- [EXERCISE TASK]
Copy the following rows word for word, leaving out the pictures.

Detection annotation records:
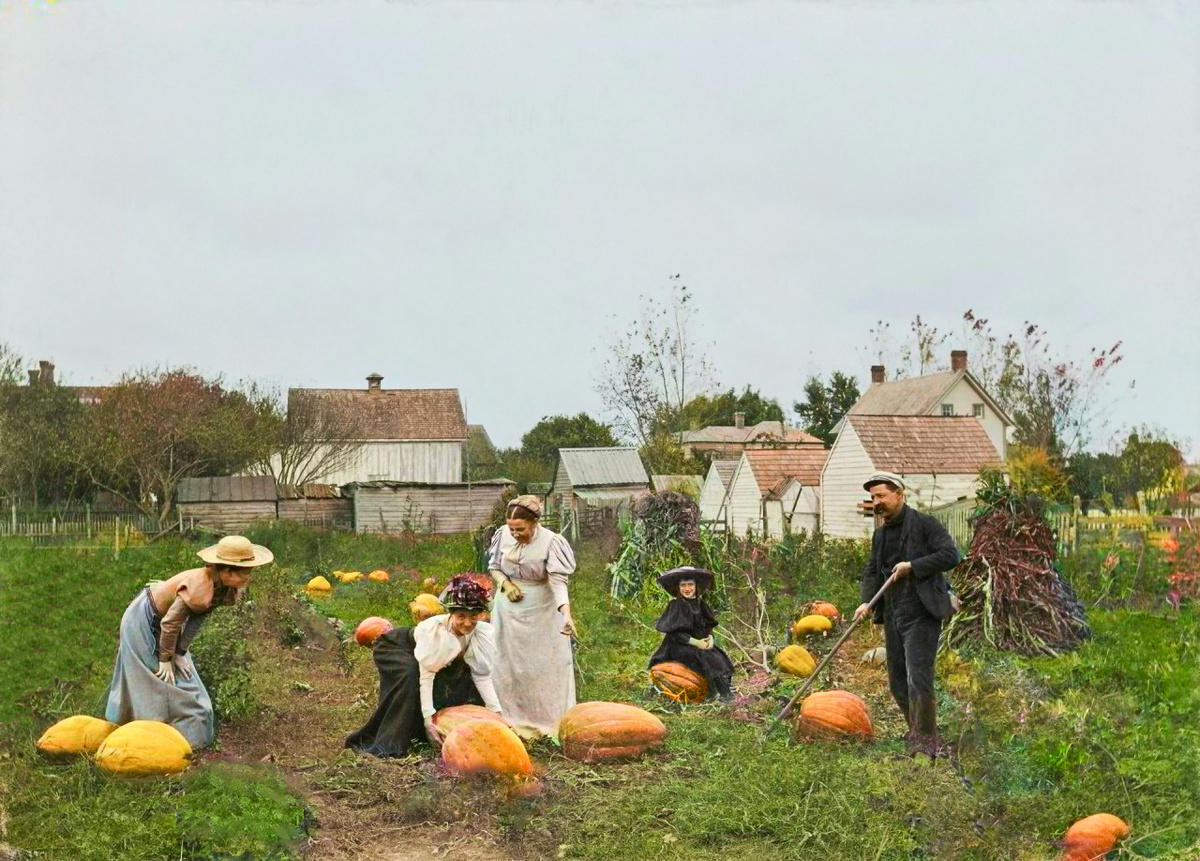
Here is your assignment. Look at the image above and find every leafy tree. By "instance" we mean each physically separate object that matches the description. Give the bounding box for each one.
[73,369,281,523]
[595,275,712,445]
[655,386,784,432]
[521,413,617,464]
[792,371,859,445]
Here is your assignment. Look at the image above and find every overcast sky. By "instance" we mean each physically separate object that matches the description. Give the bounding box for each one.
[0,0,1200,458]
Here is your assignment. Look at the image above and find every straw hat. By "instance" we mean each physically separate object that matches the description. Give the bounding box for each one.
[196,535,275,568]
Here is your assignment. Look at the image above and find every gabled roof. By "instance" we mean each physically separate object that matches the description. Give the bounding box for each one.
[556,446,650,487]
[175,475,275,502]
[288,389,467,440]
[847,371,1013,425]
[846,415,1001,475]
[679,421,821,445]
[650,474,705,495]
[742,446,829,494]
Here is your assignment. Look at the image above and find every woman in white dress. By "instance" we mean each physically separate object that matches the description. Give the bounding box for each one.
[487,496,576,735]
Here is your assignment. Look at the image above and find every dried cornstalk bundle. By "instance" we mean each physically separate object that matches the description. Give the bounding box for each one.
[947,494,1091,656]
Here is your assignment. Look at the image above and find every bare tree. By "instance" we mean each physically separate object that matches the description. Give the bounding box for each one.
[261,389,366,487]
[595,275,713,445]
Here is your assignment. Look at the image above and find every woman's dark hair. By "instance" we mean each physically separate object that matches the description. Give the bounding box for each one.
[508,502,538,523]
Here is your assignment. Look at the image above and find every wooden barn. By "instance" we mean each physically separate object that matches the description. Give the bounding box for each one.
[175,475,276,532]
[280,374,469,484]
[700,459,738,530]
[342,478,514,534]
[821,413,1002,538]
[727,445,829,538]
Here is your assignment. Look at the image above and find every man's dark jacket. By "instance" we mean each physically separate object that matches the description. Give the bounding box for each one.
[858,508,959,624]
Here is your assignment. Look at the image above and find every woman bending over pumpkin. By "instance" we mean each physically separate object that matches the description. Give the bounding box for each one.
[487,496,575,735]
[104,535,275,749]
[346,574,500,757]
[649,566,733,703]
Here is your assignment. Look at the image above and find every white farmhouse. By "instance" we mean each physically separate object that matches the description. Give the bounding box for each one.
[821,411,1002,538]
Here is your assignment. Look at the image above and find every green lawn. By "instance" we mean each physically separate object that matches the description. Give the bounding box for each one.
[0,528,1200,861]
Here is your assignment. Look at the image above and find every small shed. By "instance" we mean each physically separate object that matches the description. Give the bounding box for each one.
[821,413,1002,538]
[175,475,276,532]
[650,475,703,500]
[728,445,829,538]
[547,446,650,534]
[342,478,515,534]
[700,459,738,531]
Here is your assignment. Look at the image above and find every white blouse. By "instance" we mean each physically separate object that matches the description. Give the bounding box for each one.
[487,525,575,607]
[413,613,500,717]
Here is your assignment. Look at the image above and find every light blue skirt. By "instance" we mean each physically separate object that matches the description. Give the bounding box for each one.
[104,589,212,751]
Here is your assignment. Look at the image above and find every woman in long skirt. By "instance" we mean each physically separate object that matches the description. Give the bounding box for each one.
[488,496,576,735]
[346,574,503,757]
[104,535,274,749]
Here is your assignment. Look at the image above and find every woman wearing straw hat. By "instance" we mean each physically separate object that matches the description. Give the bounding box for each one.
[346,574,500,757]
[487,495,576,735]
[104,535,275,749]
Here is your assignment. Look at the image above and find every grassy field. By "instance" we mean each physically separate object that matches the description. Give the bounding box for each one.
[0,528,1200,861]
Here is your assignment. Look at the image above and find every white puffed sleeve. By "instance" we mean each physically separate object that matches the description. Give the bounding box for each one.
[546,535,575,607]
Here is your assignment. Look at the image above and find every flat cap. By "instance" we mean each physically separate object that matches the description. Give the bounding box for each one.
[863,472,908,490]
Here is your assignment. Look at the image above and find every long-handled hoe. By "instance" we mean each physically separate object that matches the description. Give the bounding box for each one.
[766,573,896,735]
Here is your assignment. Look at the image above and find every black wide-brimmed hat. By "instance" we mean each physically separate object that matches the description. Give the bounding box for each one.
[658,565,713,598]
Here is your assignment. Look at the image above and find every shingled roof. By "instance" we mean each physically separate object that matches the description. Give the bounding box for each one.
[744,446,829,493]
[288,389,467,440]
[846,414,1001,475]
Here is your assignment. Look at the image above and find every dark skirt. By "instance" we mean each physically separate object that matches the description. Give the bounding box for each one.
[649,633,733,681]
[346,628,484,757]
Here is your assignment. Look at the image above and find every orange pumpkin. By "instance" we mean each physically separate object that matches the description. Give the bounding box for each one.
[354,616,391,646]
[812,601,841,621]
[442,721,533,777]
[558,703,667,763]
[650,661,708,703]
[796,691,875,739]
[1062,813,1129,861]
[433,705,508,737]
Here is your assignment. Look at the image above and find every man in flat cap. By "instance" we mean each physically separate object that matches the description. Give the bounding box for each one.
[854,472,959,758]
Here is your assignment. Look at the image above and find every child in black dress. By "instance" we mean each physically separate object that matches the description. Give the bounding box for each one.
[649,566,733,703]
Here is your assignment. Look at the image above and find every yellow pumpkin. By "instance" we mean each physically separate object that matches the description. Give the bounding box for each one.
[304,574,334,595]
[408,594,446,625]
[37,715,116,755]
[95,721,192,777]
[775,645,817,679]
[792,613,833,639]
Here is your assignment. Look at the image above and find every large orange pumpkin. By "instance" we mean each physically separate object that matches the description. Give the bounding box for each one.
[650,661,708,703]
[558,703,667,763]
[796,691,875,739]
[442,721,533,777]
[433,705,508,737]
[354,616,391,646]
[1062,813,1129,861]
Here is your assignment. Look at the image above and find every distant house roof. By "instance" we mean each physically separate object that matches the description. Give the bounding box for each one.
[679,421,821,445]
[743,446,829,493]
[558,446,650,487]
[288,389,467,440]
[650,474,705,495]
[175,475,276,502]
[846,415,1001,475]
[713,460,739,487]
[847,371,1013,425]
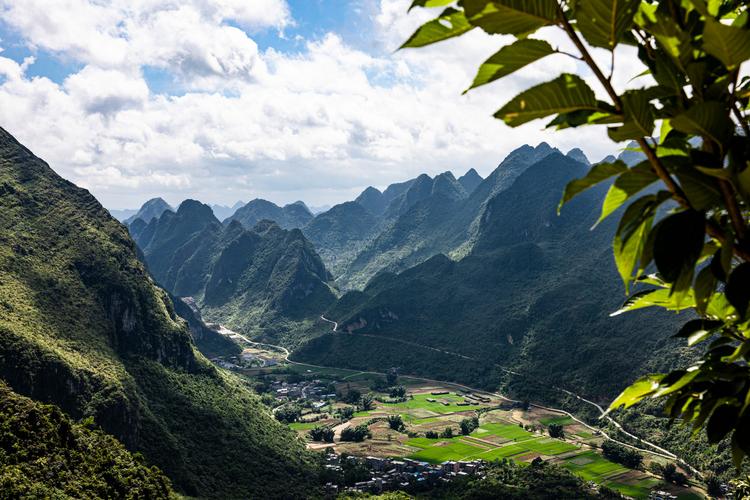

- [EXERCISE SOLUTION]
Here is your assignment. Look at the image above and find every leafy tree. By "instance" we mean each physically separate object that matches the description. Give the bounding box for each one.
[73,369,281,523]
[595,275,712,445]
[655,386,784,432]
[521,413,617,464]
[792,371,859,445]
Here is your assignment. Look at the image above and find every overcast sky. By "instance" we mean each physically separate object that matches the description. Give the bounding box for each one.
[0,0,1200,458]
Here is your assignment. Look at the image above and find every straw hat. By "instance" we mean each physically separate object that matches the description. Give the bounding box for each one.
[196,535,275,568]
Here is your assignment. Look at the image above and find every gabled roof. By "instance" we mean each physically separate object that matches the description. Give the bounding box for each one.
[556,446,650,487]
[175,475,275,502]
[288,389,467,440]
[847,371,1013,425]
[846,415,1001,475]
[679,421,821,445]
[650,474,705,495]
[742,446,829,494]
Here is your assignment. Look at the image above and find every woman in white dress. By "instance" we mean each physically separate object that matches the description. Give the bounding box for each one.
[487,496,576,735]
Here is your assignment. Look at the image above and find every dried cornstalk bundle. By "instance" we mean each physically separate object that matches the description. Give the bounding box for each one.
[947,494,1091,656]
Here is your assignment. Look at the image above and find every bare tree. By "instance" we mean each physically separate object that matches the description. Give the bounding box for each one.
[261,389,366,487]
[595,275,713,445]
Here is your assignment. Look at the image above and find every woman's dark hair. By "instance" we mean each physically separate object that matches the description. Give the bounding box for each one.
[508,502,538,523]
Here is your assignment. Look at the image above and find every wooden barn. By "instance" we mean each physically separate object that matches the description. Give the bounding box for each one.
[175,475,276,532]
[280,374,469,484]
[700,459,738,530]
[342,478,514,534]
[821,413,1002,538]
[727,445,829,538]
Here is your assignment. Look at the image above and find every man's dark jacket. By "instance" we mean each physically separate object that matches the description. Give the bounding box for each one.
[858,508,959,624]
Here is your assignment. Look at the image above and find every woman bending over pumpkin. By "instance" we mean each physically separate object that matches the description. Give the bounding box for each one.
[487,496,575,735]
[104,535,275,749]
[346,574,500,757]
[649,566,733,703]
Here is your assignment. Look at the image above and find every white farmhouse. By "instance" we mean each physically separate object that matches the description. Give the bounding box for each one.
[821,411,1002,538]
Here is your assignment. Look at the image above and find every green lawn. By "instance" we mean each physically separate object that matches the description. Give the bounding box for each one.
[0,528,1200,861]
Here is your assignment. Look at the image above and find every small shed. By "instance" we mean each physically separate object that matches the description. Give the bounding box for each one.
[821,413,1002,538]
[175,475,276,532]
[650,475,703,500]
[728,445,829,538]
[547,446,650,534]
[342,478,515,534]
[700,459,738,531]
Here is your assignment. Look at the image above and find every white blouse. By "instance" we mean each physically separate object that matches the description. Give the bounding box for each one.
[487,525,575,607]
[413,613,500,717]
Here is your assignment. Look at the image above and find every light blue skirt. By "instance" we mean each physically separate object that matches the description. Give the bounding box for each one.
[104,589,212,751]
Here is your assignment. Look at the image above and find every woman in long skirt. By "instance" we mean each physically separate object that matches the description. Give the bounding box for each one.
[488,496,576,735]
[346,574,503,757]
[104,535,274,749]
Here is your assignment. Look at the image above and find every woman wearing straw hat. By "instance" we mean each physically separate object that matches the description. Give the bounding box for each one.
[346,574,500,757]
[487,495,576,735]
[104,535,275,749]
Here is your assignment. Look at the image above and find every grassy field. By "instance" we mean each physically separate object that matches the description. Give the bounding box for each one.
[0,528,1200,861]
Here is your assignment. Look at the image above and find every white puffed sleeve. By "instance" we mean each physically separate object that matches the description. Give the bounding box for each one.
[546,535,575,607]
Here is your assignment. Look at the image above and find every flat cap. By "instance" we mean each physically separate object that matches the description. Give the bounding box for each one.
[863,472,908,490]
Here is your assignment. Look at the image above and find every long-handled hoe. By "instance" we mean each physically separate object that matches the description. Give the bounding box for each one.
[766,573,896,735]
Here is your assignment. Look at the image above and find every black wide-brimmed hat. By "instance" we mean each physically separate object that matches the description. Give the bounding box for each one.
[658,565,713,598]
Here is your assignment. Look at the image above and find every shingled roof. By "instance" we mean each physically separate object that matches the description. Give the bounding box for each one.
[744,446,829,493]
[288,389,467,440]
[846,414,1001,475]
Here is your assignment. Look at the image above and find every dark skirt. By "instance" we mean each physically separate object that matches the description. Give the bounding box for each one.
[649,633,733,681]
[346,628,484,757]
Here is your assignment. Look at the image above and find every orange pumpkin. By "instance" we mean each physically separate object that matches the description. Give the bounding box for each one.
[354,616,391,646]
[812,601,841,621]
[442,721,533,777]
[558,703,667,763]
[650,661,708,703]
[796,691,875,739]
[1062,813,1129,861]
[433,705,508,737]
Here is your assignment. Look at the image above and find every man in flat cap. By "instance" we mean each physically separate object that matches the description. Give the bounding box for each one.
[854,472,959,758]
Here is your assignment. Look at the image above and find every child in black dress. By "instance" we mean each physically separate object that matches the description. Give the bounding box for each one.
[649,566,733,703]
Here is your assignment. Look at the image above and find every yellow pumpkin. By "instance" we mean each physically separate object that matches the description. Give the bounding box for each one.
[304,574,334,595]
[408,594,446,625]
[37,715,116,755]
[95,721,192,777]
[775,645,817,679]
[792,613,833,639]
Here is your assignment. Look at the image above and find every large orange pumpkin. By "instance" we mean each physically separate object that matches the description. Give the bounding box for each one.
[650,661,708,703]
[558,703,667,763]
[796,691,875,739]
[442,721,533,777]
[433,705,508,737]
[354,616,391,646]
[1062,813,1129,861]
Here is your assignment. Look at the image above and find every distant house roof. By "instance" we mean each physically separate object that matches the description. Give the bounding box for each one.
[679,421,821,445]
[743,446,829,493]
[558,446,650,487]
[288,389,467,440]
[650,474,705,495]
[175,475,276,502]
[846,415,1001,475]
[713,460,739,487]
[847,371,1013,425]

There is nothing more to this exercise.